• _TESTO FORNITO_:
○ ○ ○ ○ ○ ○ ○

A credere nella verità espressa dal dogma, i cristiani sono arrivati partendo da una constatazione: a proposito della morte di Maria non abbiamo alcuna memoria. Quando, nei decenni e poi nei secoli successivi alla Pasqua di Gesù, i cristiani cominciarono a pregare Maria e a sceglierla, in qualche modo, come “Madre spirituale”, apparve sorprendente che sulla terra non si trovasse traccia della sua tomba. E cominciò a maturare l’intuizione di fede: la Madre del Figlio, la Tutta Pura, è assunta nella luce di Dio. E venne spontaneo riconoscere Maria nell’immagine dell’Apocalisse, che narra della “donna vestita di sole”
I cristiani d’Oriente credono la stessa verità parlando della Dormizione di Maria. E’ un linguaggio che mi affascina e mi è caro, perché la mia amicizia con Maria ormai da molti anni è nutrita anche da una piccola icona bizantina anteriore all’XI secolo -ne ho davanti agli occhi una riproduzione, mentre sto scrivendo- venerata dal 1557 nel Santuario mariano di Montallegro, a Rapallo: la Trinità, assieme agli angeli e ai dodici apostoli, accoglie Maria che sale al cielo nel momento della morte; prevalgono i colori caldi della vita: il rosso e il bruno chiaro. E’ molto bella!

○ ○ ○ ○ ○ ○ ○

• _CONSEGNE DELL'ESERCIZIO_:
a. Riporta parola per parola il passo del testo fornito che comincia con le parole "I cristiani d’Oriente" e si chiude dopo "E’ molto bella!".
b. Secondo il testo fornito, da quale anno l'icona bizantina è venerata nel Santuario mariano di Montallegro?

○ ○ ○ ○ ○ ○ ○

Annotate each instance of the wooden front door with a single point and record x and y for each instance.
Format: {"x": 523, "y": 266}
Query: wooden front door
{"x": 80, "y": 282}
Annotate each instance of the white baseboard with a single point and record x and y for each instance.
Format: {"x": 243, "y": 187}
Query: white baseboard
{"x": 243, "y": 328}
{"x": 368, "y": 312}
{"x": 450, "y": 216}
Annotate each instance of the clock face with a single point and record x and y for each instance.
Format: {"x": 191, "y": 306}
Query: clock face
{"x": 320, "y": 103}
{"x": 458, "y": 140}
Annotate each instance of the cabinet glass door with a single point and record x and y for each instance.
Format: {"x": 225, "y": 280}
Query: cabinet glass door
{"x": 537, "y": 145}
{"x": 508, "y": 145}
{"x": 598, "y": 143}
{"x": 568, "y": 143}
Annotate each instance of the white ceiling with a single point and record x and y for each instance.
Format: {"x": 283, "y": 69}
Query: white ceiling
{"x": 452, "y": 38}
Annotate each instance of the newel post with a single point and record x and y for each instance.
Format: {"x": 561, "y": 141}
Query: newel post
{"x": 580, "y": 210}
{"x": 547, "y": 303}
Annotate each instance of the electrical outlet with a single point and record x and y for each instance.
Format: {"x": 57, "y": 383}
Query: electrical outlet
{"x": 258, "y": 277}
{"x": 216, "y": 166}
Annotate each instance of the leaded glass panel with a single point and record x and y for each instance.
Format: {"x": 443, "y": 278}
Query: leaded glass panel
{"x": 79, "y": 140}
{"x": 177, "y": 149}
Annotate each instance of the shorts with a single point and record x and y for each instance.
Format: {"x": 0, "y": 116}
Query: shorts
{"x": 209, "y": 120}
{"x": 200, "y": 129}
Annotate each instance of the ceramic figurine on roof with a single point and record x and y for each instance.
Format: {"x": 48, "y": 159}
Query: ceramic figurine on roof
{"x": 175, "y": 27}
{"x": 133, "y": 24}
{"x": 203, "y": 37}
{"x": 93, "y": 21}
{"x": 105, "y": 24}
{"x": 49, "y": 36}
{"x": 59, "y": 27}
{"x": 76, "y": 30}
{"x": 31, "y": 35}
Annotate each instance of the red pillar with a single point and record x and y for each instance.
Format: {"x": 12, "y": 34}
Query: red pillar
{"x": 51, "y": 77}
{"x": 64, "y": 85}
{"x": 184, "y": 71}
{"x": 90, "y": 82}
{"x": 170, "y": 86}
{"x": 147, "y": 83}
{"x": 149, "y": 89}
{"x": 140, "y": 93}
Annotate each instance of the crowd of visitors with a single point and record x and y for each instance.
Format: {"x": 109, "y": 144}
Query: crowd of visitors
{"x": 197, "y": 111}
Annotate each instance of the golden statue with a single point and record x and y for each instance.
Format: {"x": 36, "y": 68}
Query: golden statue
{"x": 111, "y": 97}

○ ○ ○ ○ ○ ○ ○

• _SOLUZIONI_:
a.
I cristiani d’Oriente credono la stessa verità parlando della Dormizione di Maria. E’ un linguaggio che mi affascina e mi è caro, perché la mia amicizia con Maria ormai da molti anni è nutrita anche da una piccola icona bizantina anteriore all’XI secolo -ne ho davanti agli occhi una riproduzione, mentre sto scrivendo- venerata dal 1557 nel Santuario mariano di Montallegro, a Rapallo: la Trinità, assieme agli angeli e ai dodici apostoli, accoglie Maria che sale al cielo nel momento della morte; prevalgono i colori caldi della vita: il rosso e il bruno chiaro. E’ molto bella!

b. Dal 1557.